Work required: Copy all lines holding the word "detect" from the entries.

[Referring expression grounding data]
↓↓↓

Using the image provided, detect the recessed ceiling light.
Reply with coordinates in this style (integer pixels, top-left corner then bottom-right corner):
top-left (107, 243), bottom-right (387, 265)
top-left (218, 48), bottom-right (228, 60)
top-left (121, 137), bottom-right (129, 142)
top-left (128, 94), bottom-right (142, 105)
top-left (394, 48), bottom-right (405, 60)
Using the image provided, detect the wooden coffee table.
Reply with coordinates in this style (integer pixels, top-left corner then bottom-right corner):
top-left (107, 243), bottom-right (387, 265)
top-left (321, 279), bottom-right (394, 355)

↑↑↑
↓↓↓

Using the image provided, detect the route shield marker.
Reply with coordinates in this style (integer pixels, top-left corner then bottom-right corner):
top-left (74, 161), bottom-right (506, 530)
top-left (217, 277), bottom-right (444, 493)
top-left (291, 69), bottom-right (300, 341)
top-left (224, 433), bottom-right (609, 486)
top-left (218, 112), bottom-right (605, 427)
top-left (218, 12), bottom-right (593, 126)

↑↑↑
↓↓↓

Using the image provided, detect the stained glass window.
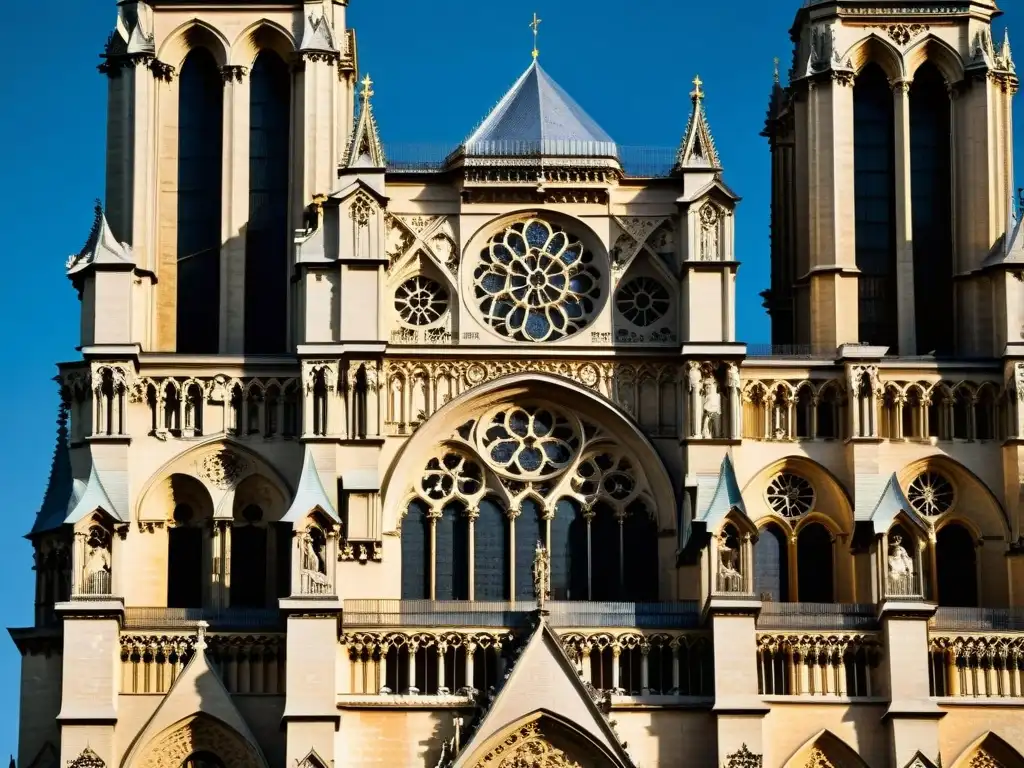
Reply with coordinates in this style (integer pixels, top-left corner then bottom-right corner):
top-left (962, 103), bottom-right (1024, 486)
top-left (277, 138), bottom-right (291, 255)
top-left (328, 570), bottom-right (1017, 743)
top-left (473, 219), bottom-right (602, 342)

↑↑↑

Output below:
Using the image provided, detect the recessed ceiling light.
Using the image provided, detect the wooden coffee table.
Using the image provided, detect the route shield marker.
Using the image provided, detect the stained glass window.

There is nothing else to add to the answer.